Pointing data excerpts
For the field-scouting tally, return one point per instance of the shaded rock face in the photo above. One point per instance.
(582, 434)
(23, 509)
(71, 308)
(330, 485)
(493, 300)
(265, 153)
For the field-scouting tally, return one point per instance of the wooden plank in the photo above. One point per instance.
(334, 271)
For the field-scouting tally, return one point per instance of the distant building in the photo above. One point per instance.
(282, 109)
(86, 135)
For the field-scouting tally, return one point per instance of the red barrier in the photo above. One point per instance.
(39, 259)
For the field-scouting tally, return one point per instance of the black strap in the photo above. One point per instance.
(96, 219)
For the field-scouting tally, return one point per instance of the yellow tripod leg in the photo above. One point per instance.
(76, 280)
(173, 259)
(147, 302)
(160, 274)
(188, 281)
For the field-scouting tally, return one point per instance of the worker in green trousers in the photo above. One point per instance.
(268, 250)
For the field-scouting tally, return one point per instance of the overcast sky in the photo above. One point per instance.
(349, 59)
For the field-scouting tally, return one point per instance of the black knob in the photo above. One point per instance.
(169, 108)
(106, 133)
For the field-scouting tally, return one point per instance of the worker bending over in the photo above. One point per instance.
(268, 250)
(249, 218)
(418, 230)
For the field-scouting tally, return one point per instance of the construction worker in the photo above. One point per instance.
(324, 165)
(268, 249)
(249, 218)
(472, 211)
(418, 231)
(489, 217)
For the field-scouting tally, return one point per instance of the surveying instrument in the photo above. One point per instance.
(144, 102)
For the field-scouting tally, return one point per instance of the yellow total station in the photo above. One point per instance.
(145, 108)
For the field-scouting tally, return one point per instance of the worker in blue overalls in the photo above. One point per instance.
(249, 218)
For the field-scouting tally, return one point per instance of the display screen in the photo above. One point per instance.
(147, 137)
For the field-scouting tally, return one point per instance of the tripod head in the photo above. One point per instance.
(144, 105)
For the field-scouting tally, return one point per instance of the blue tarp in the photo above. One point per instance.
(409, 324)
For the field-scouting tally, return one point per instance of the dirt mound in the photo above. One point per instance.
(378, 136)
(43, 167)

Exercise objective:
Lay out every line of the records above as a Markdown table with two columns, Row and Line. Number each row and skip any blank lines.

Result:
| Row | Line |
|---|---|
| 1 | For the field-scouting tally, return one point per instance of the shaded rock face in the photo above. One point per instance. |
| 2 | (582, 434) |
| 3 | (23, 509) |
| 4 | (71, 308) |
| 5 | (330, 485) |
| 6 | (493, 300) |
| 7 | (265, 153) |
| 8 | For the field-scouting tally, return one point per instance of the wooden plank in the photo above. One point per instance. |
| 9 | (334, 271) |
| 10 | For the field-scouting tally, return one point per instance of the distant building in the photo above. One point per instance. |
| 11 | (282, 109) |
| 12 | (86, 135) |
| 13 | For the field-scouting tally, return one point per instance of the red barrier in the photo above. One point per instance. |
| 14 | (39, 259) |
| 15 | For the field-scouting tally, return one point per instance of the black strap in the photo above. One point per instance. |
| 16 | (96, 219) |
| 17 | For the field-scouting tally, return one point per instance of the yellow tripod leg in the photo above. One point per instance. |
| 18 | (76, 280) |
| 19 | (173, 259) |
| 20 | (147, 302) |
| 21 | (160, 274) |
| 22 | (188, 281) |
| 23 | For the field-scouting tally, return one point per instance of the worker in green trousers in the photo above. One point per instance. |
| 24 | (268, 250) |
| 25 | For the field-scouting tally, return one point per instance of the overcast sky in the photo above. One point per instance. |
| 26 | (349, 59) |
| 27 | For the field-scouting tally, return one point per instance of the black knob in the photo above. One point per instance. |
| 28 | (169, 108) |
| 29 | (106, 133) |
| 30 | For the field-scouting tally, return one point per instance of the worker bending over in the photo above. One point per instance. |
| 31 | (268, 250) |
| 32 | (249, 218) |
| 33 | (418, 230) |
| 34 | For the field-scouting tally, return one point per instance of the construction worker in the photo above. One point per instance. |
| 35 | (324, 165) |
| 36 | (268, 249) |
| 37 | (249, 218) |
| 38 | (472, 211) |
| 39 | (418, 231) |
| 40 | (489, 217) |
| 41 | For the field-scouting tally, return one point per instance of the surveying instrument in the photo above. One point per instance. |
| 42 | (144, 102) |
| 43 | For the field-scouting tally, return one point per instance of the yellow total station in the photo above. One point per instance. |
| 44 | (145, 108) |
| 45 | For the field-scouting tally, return one point per instance of the worker in blue overalls in the photo above. One point per instance. |
| 46 | (249, 218) |
| 47 | For the field-scouting tally, return one point per instance of the display screen in the photo above. One point per instance. |
| 48 | (147, 137) |
| 49 | For the field-scouting tally, return one point per instance of the tripod head in the photo above. One point per instance. |
| 50 | (144, 105) |
| 51 | For the field-scouting tally, return one point per instance of the blue tarp in the photo above. One point per instance. |
| 52 | (409, 324) |
| 53 | For the field-scouting tally, return one point per instance of the dirt mound in the photo above. One point per instance. |
| 54 | (378, 136) |
| 55 | (43, 167) |